[Opening SELECTED EXCERPT section]

Unraveling the vasculature network around the tumor with aryl urea derivatives


Normal cells have mechanisms that enables them prevent excessive growth. An example is the process of apoptosis. Mutations in genes controlling those mechanisms give rise to excessive and uncontrolled growth of cells resulting in cancer formation. In addition, the cancer cells have developed additional mechanisms of evading control and ensuring their superiority over normal cells, hallmarks of cancer. The ability to form their own blood vessels by stimulating growth factors such as endothelial growth factor enables them to acquire nutrients and grow undeterred. It also participates in its spread, metastasis, via the bloodstream.

The treatment of cancer is achieved using radiotherapy and antineoplastic drugs. Other modalities include agents that block some of these hallmarks. For example, those agents that blocks angiogenesis which result in an inadequate supply of nutrients to cancer cells, slowed growth, ischemia, and death. A natural vascular disruptor agent is combretastatin which is isolated from a plant extract. Synthetic agents are also available. The inhibition of vascular endothelial growth factor can be achieved by anti-cancer drugs sunitinib (marketed as Sutent by Pfizer) and sorafenib (marketed as Nexavar by Bayer). They block intracellular signaling by VEGF. They are used in treating renal cell carcinoma.

[Closing SELECTED EXCERPT section]

■ WORK REQUEST 1: From the text on tumor vasculature, return the words starting with "Normal cells have" and going on through "via the bloodstream.".
■ WORK REQUEST 2: In the text on tumor vasculature, which company markets sorafenib, and under what name?

[Opening EXTRACTED DATA section]

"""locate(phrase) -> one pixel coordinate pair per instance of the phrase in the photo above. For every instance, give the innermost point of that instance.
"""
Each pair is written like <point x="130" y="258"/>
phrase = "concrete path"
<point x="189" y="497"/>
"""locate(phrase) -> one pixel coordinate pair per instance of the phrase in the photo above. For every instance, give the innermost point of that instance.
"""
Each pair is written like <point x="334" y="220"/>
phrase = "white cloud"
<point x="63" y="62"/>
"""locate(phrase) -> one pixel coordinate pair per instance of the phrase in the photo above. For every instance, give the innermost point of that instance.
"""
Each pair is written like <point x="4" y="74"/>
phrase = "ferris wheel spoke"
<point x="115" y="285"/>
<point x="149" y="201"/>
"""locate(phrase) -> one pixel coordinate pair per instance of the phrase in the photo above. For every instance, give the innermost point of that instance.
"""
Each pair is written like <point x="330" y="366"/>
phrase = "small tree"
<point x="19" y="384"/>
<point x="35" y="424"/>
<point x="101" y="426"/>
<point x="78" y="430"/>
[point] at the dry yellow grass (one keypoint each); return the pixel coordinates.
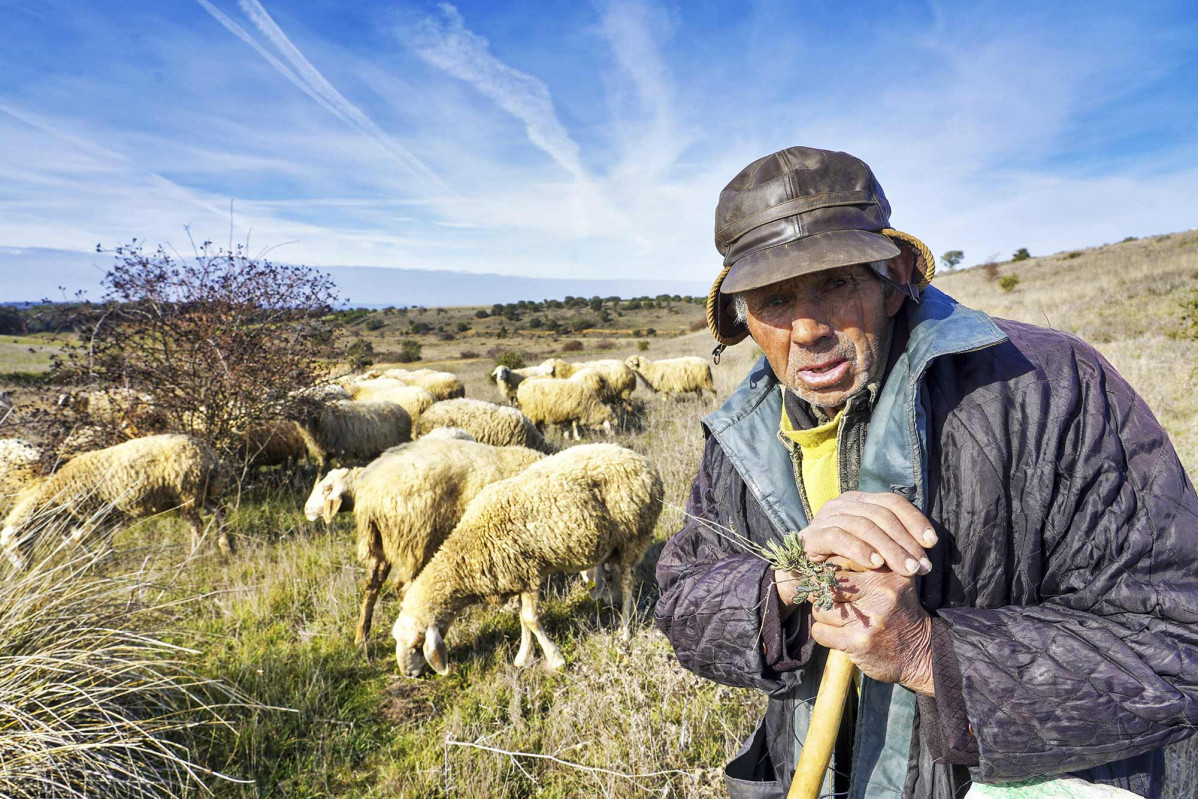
(623, 720)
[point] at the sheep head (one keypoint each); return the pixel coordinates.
(331, 494)
(417, 643)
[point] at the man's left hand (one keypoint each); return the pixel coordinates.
(877, 621)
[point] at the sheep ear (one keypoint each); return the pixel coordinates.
(332, 504)
(435, 651)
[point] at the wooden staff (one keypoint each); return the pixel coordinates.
(826, 716)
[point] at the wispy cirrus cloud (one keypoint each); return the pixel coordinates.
(314, 84)
(448, 44)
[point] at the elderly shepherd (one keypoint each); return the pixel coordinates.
(1030, 607)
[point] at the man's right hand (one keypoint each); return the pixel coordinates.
(864, 531)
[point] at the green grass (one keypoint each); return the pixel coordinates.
(277, 621)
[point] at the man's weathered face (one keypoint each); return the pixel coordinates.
(823, 332)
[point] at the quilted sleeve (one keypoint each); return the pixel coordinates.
(1105, 522)
(714, 597)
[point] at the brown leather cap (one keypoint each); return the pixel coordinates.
(797, 211)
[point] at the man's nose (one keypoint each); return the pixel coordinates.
(808, 330)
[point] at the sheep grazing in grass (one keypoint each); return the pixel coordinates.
(508, 380)
(586, 507)
(442, 385)
(355, 431)
(619, 381)
(324, 392)
(548, 400)
(19, 466)
(133, 479)
(412, 399)
(407, 501)
(448, 434)
(675, 375)
(485, 422)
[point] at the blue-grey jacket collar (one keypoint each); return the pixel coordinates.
(894, 458)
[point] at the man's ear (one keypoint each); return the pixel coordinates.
(901, 268)
(435, 651)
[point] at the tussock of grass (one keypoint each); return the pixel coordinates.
(95, 700)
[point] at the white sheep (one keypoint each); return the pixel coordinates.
(133, 479)
(449, 434)
(548, 400)
(486, 422)
(619, 381)
(508, 380)
(407, 501)
(586, 507)
(19, 466)
(442, 385)
(356, 431)
(412, 399)
(675, 375)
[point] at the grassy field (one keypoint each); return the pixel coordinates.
(623, 719)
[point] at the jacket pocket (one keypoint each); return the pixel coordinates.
(750, 775)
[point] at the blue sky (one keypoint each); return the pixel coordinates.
(586, 140)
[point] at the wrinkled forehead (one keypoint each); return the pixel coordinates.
(815, 280)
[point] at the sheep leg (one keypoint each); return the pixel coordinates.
(377, 576)
(531, 623)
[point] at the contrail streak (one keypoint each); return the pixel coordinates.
(308, 79)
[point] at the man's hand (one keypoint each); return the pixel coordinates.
(877, 621)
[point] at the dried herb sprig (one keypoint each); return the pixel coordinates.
(817, 581)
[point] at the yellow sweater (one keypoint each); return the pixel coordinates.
(820, 467)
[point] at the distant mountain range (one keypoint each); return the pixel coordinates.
(35, 273)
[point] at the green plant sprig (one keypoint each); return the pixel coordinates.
(817, 581)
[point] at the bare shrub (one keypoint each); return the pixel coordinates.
(210, 345)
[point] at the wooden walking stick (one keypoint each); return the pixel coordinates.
(826, 716)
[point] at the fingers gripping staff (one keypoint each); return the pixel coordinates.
(867, 618)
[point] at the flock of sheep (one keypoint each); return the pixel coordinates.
(454, 500)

[Closing EXTRACTED DATA section]

■ ANSWER AREA 1:
Normal cells have mechanisms that enables them prevent excessive growth. An example is the process of apoptosis. Mutations in genes controlling those mechanisms give rise to excessive and uncontrolled growth of cells resulting in cancer formation. In addition, the cancer cells have developed additional mechanisms of evading control and ensuring their superiority over normal cells, hallmarks of cancer. The ability to form their own blood vessels by stimulating growth factors such as endothelial growth factor enables them to acquire nutrients and grow undeterred. It also participates in its spread, metastasis, via the bloodstream.

■ ANSWER AREA 2: Bayer markets sorafenib as Nexavar.